PROBLEM DETAILS :: Starting at the line "Target: green lawn" and ending at the last of the rows, write the lines again with "instance" swapped for "occurrence" and nothing else changed.

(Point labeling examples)
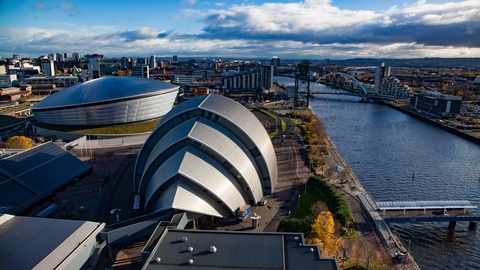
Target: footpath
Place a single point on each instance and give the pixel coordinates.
(370, 224)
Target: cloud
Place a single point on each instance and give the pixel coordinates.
(143, 34)
(320, 22)
(190, 2)
(67, 6)
(40, 5)
(309, 29)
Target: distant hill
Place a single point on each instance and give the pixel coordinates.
(414, 62)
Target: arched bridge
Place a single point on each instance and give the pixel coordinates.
(362, 93)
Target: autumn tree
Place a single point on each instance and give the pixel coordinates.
(19, 142)
(323, 226)
(358, 251)
(343, 247)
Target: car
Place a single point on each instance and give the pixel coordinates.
(262, 202)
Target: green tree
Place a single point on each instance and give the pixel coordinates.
(323, 226)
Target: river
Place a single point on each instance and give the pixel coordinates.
(384, 147)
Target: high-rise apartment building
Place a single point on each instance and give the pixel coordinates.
(275, 61)
(153, 63)
(141, 71)
(60, 57)
(48, 68)
(76, 56)
(382, 72)
(125, 62)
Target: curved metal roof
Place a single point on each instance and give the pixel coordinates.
(219, 152)
(104, 89)
(233, 116)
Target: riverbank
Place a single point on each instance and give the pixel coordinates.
(370, 225)
(471, 135)
(373, 228)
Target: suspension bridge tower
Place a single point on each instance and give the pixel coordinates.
(302, 84)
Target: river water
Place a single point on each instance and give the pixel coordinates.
(384, 147)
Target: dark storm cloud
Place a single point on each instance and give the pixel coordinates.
(142, 34)
(438, 26)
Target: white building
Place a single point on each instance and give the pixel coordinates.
(6, 80)
(153, 63)
(140, 71)
(48, 68)
(182, 78)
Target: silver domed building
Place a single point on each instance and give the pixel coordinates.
(209, 156)
(107, 101)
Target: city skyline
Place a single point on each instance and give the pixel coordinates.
(314, 29)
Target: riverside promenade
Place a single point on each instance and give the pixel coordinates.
(355, 194)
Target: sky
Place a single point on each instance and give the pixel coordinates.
(288, 29)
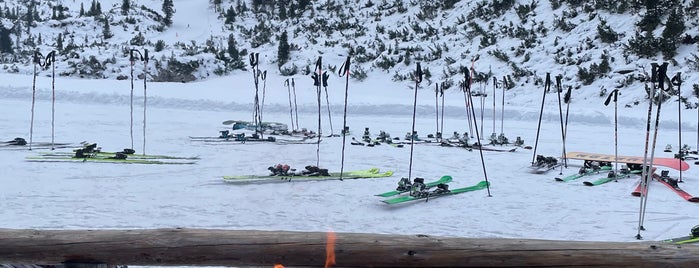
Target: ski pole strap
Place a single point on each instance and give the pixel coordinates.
(418, 74)
(344, 68)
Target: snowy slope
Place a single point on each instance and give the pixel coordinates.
(522, 205)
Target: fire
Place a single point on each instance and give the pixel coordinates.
(330, 250)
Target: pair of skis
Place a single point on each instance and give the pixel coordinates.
(357, 174)
(672, 186)
(427, 194)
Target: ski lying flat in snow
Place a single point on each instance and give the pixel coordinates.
(130, 156)
(607, 179)
(401, 199)
(35, 145)
(676, 189)
(357, 174)
(443, 179)
(682, 240)
(233, 140)
(103, 160)
(474, 147)
(543, 169)
(673, 163)
(637, 189)
(580, 175)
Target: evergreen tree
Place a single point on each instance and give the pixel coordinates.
(230, 16)
(5, 41)
(125, 6)
(283, 50)
(169, 10)
(282, 10)
(59, 42)
(674, 28)
(106, 31)
(235, 55)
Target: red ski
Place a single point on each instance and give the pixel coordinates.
(637, 190)
(674, 163)
(672, 184)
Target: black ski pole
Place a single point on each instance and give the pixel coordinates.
(677, 81)
(344, 71)
(547, 84)
(480, 147)
(36, 61)
(51, 59)
(291, 107)
(645, 169)
(613, 97)
(560, 113)
(418, 79)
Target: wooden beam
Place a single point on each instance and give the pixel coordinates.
(200, 247)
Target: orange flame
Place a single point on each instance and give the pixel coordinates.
(330, 250)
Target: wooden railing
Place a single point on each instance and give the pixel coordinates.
(208, 247)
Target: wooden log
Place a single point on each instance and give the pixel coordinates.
(199, 247)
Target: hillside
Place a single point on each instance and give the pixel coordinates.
(596, 46)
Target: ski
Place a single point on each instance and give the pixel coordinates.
(673, 163)
(402, 188)
(436, 193)
(637, 189)
(611, 177)
(672, 185)
(582, 173)
(693, 237)
(103, 160)
(103, 154)
(358, 174)
(474, 147)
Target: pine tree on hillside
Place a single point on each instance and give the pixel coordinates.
(5, 41)
(59, 42)
(106, 31)
(230, 16)
(125, 6)
(169, 10)
(283, 50)
(674, 28)
(235, 55)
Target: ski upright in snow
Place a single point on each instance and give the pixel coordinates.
(671, 183)
(404, 185)
(441, 190)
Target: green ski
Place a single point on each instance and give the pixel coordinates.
(609, 178)
(437, 193)
(443, 179)
(357, 174)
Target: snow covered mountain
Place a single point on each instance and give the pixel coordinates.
(594, 46)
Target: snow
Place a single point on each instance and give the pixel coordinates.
(521, 205)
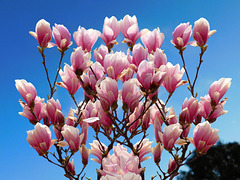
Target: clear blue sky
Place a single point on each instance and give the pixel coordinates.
(20, 60)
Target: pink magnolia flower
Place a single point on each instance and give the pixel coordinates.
(218, 89)
(157, 152)
(62, 37)
(130, 94)
(97, 150)
(146, 120)
(138, 110)
(181, 35)
(111, 29)
(40, 139)
(84, 131)
(85, 38)
(144, 148)
(127, 176)
(115, 63)
(107, 91)
(80, 61)
(54, 112)
(71, 167)
(105, 120)
(100, 53)
(129, 29)
(204, 137)
(171, 133)
(38, 110)
(201, 31)
(126, 74)
(147, 76)
(85, 153)
(173, 77)
(159, 58)
(152, 40)
(189, 111)
(90, 111)
(120, 163)
(157, 121)
(206, 109)
(139, 53)
(27, 91)
(42, 33)
(171, 165)
(98, 70)
(70, 80)
(71, 135)
(71, 119)
(172, 118)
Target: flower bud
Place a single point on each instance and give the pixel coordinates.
(40, 138)
(42, 33)
(201, 31)
(85, 38)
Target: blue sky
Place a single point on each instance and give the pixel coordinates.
(20, 60)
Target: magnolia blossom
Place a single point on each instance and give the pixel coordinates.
(181, 35)
(100, 53)
(146, 120)
(70, 80)
(71, 135)
(42, 33)
(218, 89)
(147, 76)
(190, 110)
(132, 118)
(96, 73)
(115, 63)
(107, 91)
(157, 152)
(172, 118)
(127, 176)
(27, 91)
(139, 53)
(85, 153)
(80, 61)
(104, 119)
(171, 165)
(126, 74)
(159, 58)
(54, 112)
(38, 110)
(40, 139)
(206, 109)
(84, 131)
(111, 29)
(130, 94)
(71, 167)
(129, 29)
(171, 133)
(120, 163)
(152, 40)
(144, 148)
(201, 31)
(85, 38)
(71, 119)
(173, 77)
(204, 137)
(97, 150)
(62, 37)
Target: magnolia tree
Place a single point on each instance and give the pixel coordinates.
(121, 100)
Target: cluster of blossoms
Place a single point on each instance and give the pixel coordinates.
(139, 72)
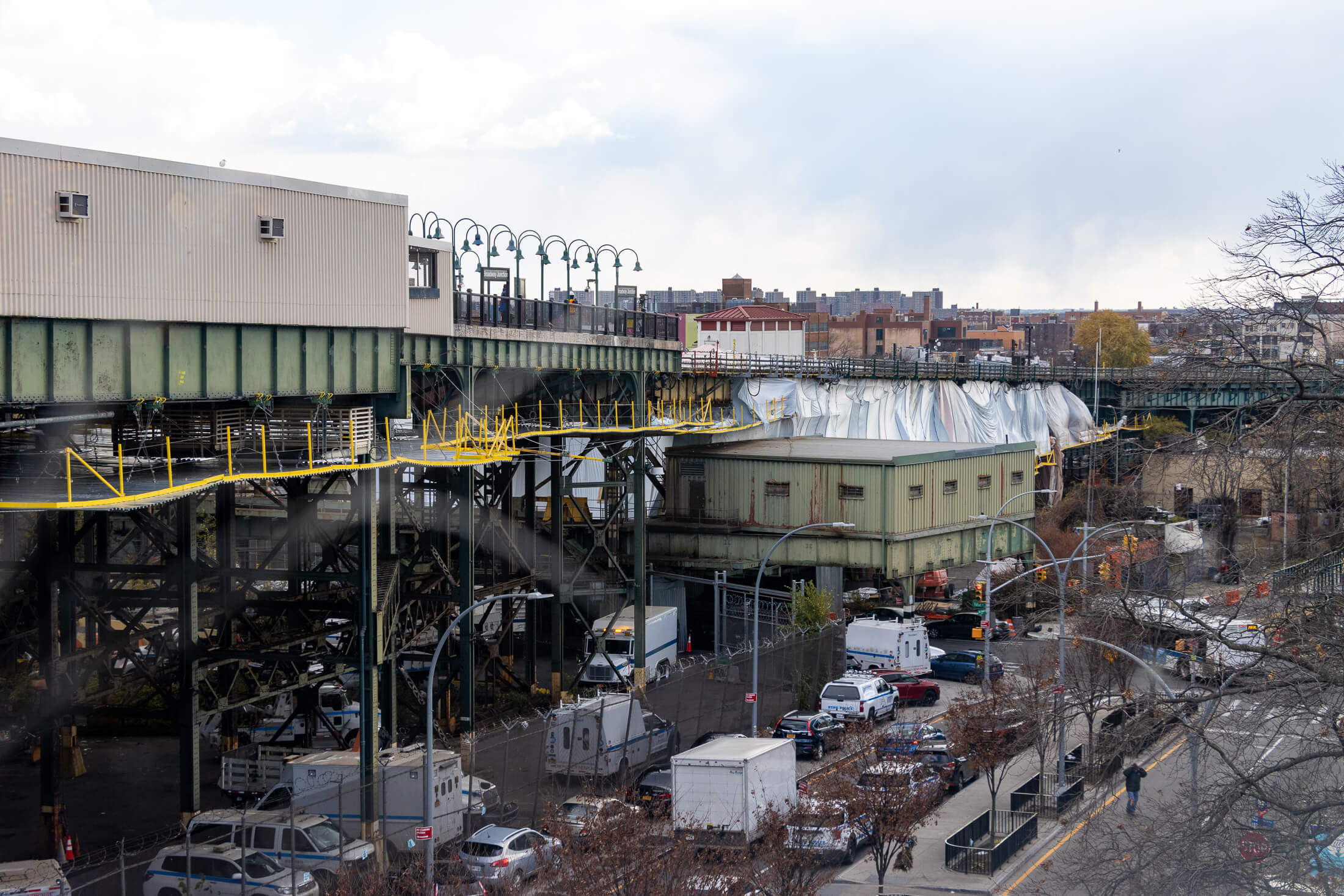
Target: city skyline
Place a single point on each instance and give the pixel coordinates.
(995, 178)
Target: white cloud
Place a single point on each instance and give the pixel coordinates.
(966, 145)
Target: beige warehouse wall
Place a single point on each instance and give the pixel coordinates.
(175, 242)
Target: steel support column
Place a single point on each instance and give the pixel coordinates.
(386, 536)
(189, 695)
(464, 489)
(530, 542)
(558, 585)
(49, 699)
(370, 641)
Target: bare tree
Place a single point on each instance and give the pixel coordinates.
(1037, 702)
(993, 730)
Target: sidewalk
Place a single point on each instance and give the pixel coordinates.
(929, 873)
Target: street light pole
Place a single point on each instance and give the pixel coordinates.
(429, 723)
(756, 614)
(990, 582)
(1061, 581)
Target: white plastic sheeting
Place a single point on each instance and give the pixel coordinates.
(924, 410)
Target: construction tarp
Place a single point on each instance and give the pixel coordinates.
(922, 410)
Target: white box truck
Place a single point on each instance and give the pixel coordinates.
(660, 647)
(327, 784)
(897, 645)
(723, 789)
(607, 735)
(34, 878)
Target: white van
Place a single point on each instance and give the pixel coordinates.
(308, 843)
(32, 878)
(617, 664)
(224, 871)
(859, 696)
(897, 645)
(607, 735)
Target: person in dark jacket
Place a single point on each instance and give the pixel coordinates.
(1133, 776)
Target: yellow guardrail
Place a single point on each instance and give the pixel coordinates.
(488, 439)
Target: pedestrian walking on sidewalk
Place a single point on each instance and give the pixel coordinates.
(1133, 776)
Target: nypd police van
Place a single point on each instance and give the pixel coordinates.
(859, 696)
(222, 871)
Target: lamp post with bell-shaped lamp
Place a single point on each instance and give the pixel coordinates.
(572, 260)
(616, 264)
(431, 219)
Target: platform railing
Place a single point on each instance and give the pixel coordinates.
(473, 309)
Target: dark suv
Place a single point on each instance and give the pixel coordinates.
(654, 790)
(812, 732)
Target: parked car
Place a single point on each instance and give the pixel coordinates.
(585, 810)
(910, 688)
(956, 771)
(812, 732)
(714, 735)
(858, 696)
(720, 886)
(965, 665)
(451, 875)
(507, 856)
(654, 790)
(828, 828)
(219, 870)
(891, 776)
(909, 737)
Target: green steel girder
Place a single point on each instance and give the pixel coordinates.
(79, 360)
(441, 351)
(906, 555)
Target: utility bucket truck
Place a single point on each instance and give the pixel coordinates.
(605, 737)
(616, 664)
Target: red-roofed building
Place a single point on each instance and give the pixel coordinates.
(753, 329)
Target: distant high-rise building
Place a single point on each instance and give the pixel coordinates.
(935, 297)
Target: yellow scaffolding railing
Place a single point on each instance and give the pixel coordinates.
(468, 441)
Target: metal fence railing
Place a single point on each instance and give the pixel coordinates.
(975, 851)
(1319, 575)
(1040, 794)
(738, 365)
(562, 318)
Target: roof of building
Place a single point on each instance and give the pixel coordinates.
(753, 313)
(851, 450)
(189, 170)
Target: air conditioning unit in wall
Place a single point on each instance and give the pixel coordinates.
(71, 206)
(271, 227)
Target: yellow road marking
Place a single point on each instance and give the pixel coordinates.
(1084, 823)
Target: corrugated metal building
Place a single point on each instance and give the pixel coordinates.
(167, 241)
(911, 503)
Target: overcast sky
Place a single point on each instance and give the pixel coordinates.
(1045, 156)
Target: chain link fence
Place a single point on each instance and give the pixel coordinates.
(701, 695)
(508, 779)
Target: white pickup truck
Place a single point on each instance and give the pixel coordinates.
(604, 737)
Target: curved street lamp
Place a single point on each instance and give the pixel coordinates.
(452, 237)
(429, 723)
(756, 614)
(572, 260)
(990, 578)
(1061, 583)
(546, 258)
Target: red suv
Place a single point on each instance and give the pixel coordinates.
(910, 688)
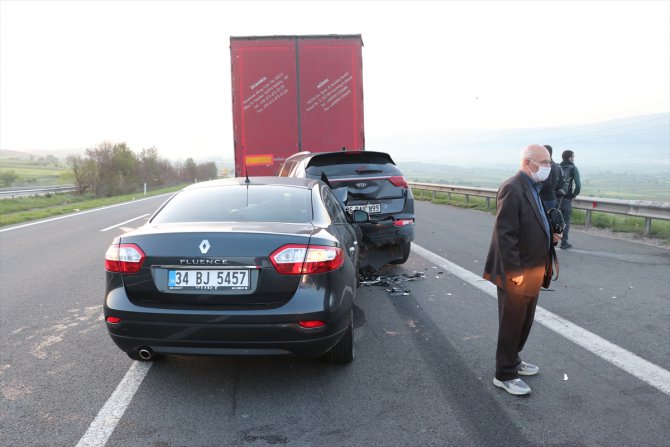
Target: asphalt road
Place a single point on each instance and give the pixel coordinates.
(423, 368)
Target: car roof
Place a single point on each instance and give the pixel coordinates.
(267, 181)
(325, 158)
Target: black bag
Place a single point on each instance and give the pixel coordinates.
(556, 220)
(557, 224)
(549, 271)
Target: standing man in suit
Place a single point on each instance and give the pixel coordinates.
(518, 261)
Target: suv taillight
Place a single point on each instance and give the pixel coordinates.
(124, 258)
(298, 259)
(398, 180)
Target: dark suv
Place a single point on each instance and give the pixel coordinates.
(374, 184)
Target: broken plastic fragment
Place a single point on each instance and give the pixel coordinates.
(398, 291)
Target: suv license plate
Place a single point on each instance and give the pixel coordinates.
(370, 208)
(208, 279)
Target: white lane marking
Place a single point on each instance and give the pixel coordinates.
(111, 413)
(122, 223)
(66, 216)
(643, 369)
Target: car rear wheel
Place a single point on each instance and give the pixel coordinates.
(343, 351)
(405, 248)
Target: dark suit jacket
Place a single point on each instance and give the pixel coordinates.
(520, 244)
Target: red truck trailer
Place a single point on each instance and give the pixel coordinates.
(293, 94)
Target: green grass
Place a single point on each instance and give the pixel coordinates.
(613, 222)
(24, 209)
(33, 174)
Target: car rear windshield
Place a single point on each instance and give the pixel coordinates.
(351, 164)
(239, 203)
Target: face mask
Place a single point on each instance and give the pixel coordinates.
(542, 174)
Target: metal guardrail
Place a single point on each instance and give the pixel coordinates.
(10, 194)
(646, 209)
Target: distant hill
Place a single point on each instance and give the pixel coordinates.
(628, 144)
(6, 153)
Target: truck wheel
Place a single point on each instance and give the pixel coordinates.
(406, 248)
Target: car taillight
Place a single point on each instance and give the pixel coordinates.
(398, 180)
(124, 258)
(298, 259)
(311, 324)
(403, 222)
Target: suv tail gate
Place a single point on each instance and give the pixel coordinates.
(374, 182)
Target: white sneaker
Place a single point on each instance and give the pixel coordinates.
(516, 387)
(527, 369)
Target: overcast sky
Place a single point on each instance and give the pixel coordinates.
(157, 73)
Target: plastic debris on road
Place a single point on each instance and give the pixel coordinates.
(392, 283)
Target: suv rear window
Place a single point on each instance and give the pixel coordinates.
(351, 164)
(255, 203)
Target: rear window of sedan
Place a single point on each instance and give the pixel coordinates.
(255, 203)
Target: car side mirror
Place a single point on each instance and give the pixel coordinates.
(359, 216)
(341, 194)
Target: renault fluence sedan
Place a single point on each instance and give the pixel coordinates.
(261, 266)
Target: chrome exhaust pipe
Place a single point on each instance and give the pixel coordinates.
(145, 353)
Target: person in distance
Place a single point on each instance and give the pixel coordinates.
(572, 187)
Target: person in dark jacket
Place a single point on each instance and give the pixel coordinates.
(518, 262)
(572, 187)
(551, 187)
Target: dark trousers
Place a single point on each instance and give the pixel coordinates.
(515, 317)
(566, 210)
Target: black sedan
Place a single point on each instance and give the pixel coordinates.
(266, 266)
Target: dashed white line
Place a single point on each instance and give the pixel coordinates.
(122, 223)
(643, 369)
(111, 413)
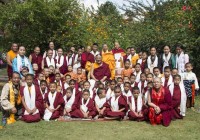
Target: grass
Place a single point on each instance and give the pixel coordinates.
(188, 128)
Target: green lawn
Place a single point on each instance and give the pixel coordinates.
(185, 129)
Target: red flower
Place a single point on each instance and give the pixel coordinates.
(184, 8)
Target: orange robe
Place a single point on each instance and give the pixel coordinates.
(108, 58)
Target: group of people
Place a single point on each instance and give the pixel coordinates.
(92, 84)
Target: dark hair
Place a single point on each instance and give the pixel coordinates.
(69, 88)
(86, 82)
(86, 90)
(117, 87)
(135, 88)
(176, 76)
(43, 81)
(167, 68)
(156, 68)
(188, 63)
(29, 75)
(100, 91)
(72, 80)
(15, 72)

SOLUTION TO THE PROBLEM ::
Target: green lawn
Place a single point on each occurrence and give the pixel coordinates.
(185, 129)
Target: red flower
Place a single point on each occurrence and give the pixel coordinates.
(184, 8)
Target: orange robe
Place a single point on each occurrence and give the pixel coordinates.
(108, 58)
Target: group of people
Place a single point on each occurrence and give the pixel coordinates.
(92, 84)
Target: dark hair
Place a single point on each occurrence and give the pixel coordinates.
(69, 88)
(86, 82)
(86, 90)
(117, 87)
(135, 88)
(176, 76)
(43, 81)
(167, 68)
(156, 68)
(188, 63)
(29, 75)
(100, 91)
(72, 80)
(15, 72)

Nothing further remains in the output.